Brief – Transcribe, exactly as they appear, only the lines from the one holding "Could you point to the passenger" through the end of the entries below.

** Start of Entries provided **

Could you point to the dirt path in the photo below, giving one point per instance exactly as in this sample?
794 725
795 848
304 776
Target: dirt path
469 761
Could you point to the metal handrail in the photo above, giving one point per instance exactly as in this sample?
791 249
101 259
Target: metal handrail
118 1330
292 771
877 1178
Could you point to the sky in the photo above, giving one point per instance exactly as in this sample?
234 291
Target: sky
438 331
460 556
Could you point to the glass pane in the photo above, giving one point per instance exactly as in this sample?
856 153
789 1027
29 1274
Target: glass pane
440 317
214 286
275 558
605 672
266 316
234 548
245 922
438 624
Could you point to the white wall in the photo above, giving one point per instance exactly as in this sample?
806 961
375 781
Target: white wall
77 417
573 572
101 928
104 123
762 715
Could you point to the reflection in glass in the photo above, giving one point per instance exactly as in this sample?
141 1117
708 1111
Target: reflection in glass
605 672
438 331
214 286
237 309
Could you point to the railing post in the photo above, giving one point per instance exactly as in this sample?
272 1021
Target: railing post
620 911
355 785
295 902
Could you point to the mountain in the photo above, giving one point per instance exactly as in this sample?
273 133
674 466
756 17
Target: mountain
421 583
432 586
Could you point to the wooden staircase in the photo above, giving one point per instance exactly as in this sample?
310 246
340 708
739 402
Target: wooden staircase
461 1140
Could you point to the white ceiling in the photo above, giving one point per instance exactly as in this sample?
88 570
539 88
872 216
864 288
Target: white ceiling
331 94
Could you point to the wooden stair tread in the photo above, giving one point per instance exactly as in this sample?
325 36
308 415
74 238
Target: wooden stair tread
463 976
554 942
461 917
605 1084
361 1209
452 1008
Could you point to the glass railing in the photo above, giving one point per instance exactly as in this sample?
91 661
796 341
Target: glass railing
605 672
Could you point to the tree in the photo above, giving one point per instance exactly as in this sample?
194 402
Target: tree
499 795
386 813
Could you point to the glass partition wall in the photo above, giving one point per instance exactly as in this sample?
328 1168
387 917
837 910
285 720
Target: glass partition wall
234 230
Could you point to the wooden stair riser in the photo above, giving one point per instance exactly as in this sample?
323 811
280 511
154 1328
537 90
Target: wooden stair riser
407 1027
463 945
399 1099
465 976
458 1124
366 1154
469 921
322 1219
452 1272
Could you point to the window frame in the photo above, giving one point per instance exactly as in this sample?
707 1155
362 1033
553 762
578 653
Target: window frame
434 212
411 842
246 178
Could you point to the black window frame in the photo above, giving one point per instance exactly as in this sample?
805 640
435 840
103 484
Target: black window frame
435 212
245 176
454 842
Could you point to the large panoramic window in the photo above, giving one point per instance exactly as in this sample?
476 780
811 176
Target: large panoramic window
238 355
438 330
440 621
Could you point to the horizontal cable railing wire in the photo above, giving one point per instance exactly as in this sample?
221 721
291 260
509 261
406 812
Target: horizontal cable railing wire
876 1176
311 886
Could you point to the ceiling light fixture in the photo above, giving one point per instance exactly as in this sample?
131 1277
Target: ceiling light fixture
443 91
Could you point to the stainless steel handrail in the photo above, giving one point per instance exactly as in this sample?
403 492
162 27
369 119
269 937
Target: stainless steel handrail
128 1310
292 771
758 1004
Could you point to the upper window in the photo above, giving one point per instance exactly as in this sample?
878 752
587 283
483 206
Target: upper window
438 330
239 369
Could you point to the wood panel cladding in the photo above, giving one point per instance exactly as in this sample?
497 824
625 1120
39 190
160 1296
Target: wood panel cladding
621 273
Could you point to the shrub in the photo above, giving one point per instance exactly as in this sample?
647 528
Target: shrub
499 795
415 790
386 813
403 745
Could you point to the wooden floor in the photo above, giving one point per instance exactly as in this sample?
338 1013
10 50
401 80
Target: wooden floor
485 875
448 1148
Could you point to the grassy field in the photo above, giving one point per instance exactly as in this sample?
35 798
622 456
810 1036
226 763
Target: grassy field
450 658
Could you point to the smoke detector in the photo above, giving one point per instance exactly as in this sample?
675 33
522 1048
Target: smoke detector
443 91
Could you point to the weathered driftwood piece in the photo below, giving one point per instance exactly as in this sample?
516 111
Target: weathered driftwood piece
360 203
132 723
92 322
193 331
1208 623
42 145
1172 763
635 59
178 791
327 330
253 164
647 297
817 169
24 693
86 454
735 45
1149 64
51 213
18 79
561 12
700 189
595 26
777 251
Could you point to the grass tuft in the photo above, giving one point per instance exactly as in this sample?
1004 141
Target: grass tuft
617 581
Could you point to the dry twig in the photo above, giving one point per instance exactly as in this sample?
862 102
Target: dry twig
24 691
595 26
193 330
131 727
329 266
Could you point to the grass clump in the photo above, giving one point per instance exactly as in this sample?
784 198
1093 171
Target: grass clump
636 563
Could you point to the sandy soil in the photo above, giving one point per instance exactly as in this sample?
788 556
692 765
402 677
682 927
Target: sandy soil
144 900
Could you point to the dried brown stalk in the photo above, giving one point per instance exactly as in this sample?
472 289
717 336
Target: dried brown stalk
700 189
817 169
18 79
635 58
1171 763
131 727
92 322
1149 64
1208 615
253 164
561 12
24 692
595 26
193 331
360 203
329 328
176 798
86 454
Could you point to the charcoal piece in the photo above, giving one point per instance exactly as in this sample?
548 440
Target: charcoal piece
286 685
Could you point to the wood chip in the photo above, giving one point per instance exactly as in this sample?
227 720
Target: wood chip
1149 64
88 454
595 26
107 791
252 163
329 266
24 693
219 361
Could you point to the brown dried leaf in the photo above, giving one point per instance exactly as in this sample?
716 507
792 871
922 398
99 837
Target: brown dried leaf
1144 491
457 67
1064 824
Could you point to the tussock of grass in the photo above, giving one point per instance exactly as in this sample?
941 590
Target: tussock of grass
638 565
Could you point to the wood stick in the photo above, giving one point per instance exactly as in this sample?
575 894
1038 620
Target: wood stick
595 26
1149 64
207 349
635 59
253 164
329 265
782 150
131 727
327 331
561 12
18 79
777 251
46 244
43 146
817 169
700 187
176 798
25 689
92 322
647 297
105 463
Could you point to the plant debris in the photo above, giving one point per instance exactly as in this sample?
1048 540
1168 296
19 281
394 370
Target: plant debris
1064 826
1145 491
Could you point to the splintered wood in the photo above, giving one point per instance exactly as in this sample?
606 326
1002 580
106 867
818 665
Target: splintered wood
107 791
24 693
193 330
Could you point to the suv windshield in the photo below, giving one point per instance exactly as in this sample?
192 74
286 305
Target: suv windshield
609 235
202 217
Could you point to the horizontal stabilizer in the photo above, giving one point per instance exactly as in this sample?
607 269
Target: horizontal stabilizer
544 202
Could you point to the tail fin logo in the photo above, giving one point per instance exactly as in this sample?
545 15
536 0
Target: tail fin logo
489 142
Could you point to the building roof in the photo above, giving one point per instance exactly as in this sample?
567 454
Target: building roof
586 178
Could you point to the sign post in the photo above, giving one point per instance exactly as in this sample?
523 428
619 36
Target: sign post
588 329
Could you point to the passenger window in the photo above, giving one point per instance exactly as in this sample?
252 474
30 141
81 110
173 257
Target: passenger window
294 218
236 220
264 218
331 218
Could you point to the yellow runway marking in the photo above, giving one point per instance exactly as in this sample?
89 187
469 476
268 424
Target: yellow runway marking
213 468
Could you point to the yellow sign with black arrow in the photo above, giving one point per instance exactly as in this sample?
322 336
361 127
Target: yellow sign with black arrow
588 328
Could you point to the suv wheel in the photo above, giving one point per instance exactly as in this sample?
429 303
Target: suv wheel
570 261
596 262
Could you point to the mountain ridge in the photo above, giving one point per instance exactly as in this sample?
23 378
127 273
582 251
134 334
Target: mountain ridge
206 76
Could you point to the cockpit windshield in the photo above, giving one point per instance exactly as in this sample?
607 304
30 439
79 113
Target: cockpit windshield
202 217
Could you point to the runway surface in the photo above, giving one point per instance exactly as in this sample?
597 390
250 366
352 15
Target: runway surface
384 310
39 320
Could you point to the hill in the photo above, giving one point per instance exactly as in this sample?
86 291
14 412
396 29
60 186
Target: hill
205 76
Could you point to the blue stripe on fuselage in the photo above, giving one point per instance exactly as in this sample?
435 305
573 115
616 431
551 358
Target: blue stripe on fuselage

** End of Entries provided **

Task output –
Could you point to the passenger window in the photo above, giving one point per instance exactly as in this sample?
252 474
30 141
81 110
173 257
Target: passenger window
294 218
236 220
264 218
331 218
Could you point to the yellow runway marking in the photo above, giving one point per instance exactly as in this sample?
89 187
469 476
268 424
Target: yellow runway marking
213 468
Could you point to the yellow sign with black arrow in the photo above, giving one point per instance exactly as in this sample?
322 336
361 127
Target: yellow sign with black arrow
588 328
Could you point to the suv wheel in the photo above, giving one point per instance exactly as in this sample?
429 303
Target: suv wheel
570 261
596 262
Could you point to the mountain ridge in the photo above, giving one point per instance exactly as in this sample?
23 378
127 273
582 251
134 334
Target: mountain ridge
206 76
Could you point to the cockpit windshield in the photo above, giving one point per instance exactly as in this sample?
607 304
30 439
79 113
Target: cockpit windshield
202 217
Could you point to the runway surface in the photo above, giving one point per instance exactly as in this sample?
597 390
250 366
352 15
Target: runway surface
384 310
39 320
Could you point to the hill in the photo above, giving one point per instance exactly as in this sample?
86 291
14 412
396 29
60 186
Target: hill
205 76
Could you point to the blue stripe on fuselage in the photo above, giving one point per instance exactly as in this sample?
435 305
573 115
616 431
551 358
Target: blue stripe on fuselage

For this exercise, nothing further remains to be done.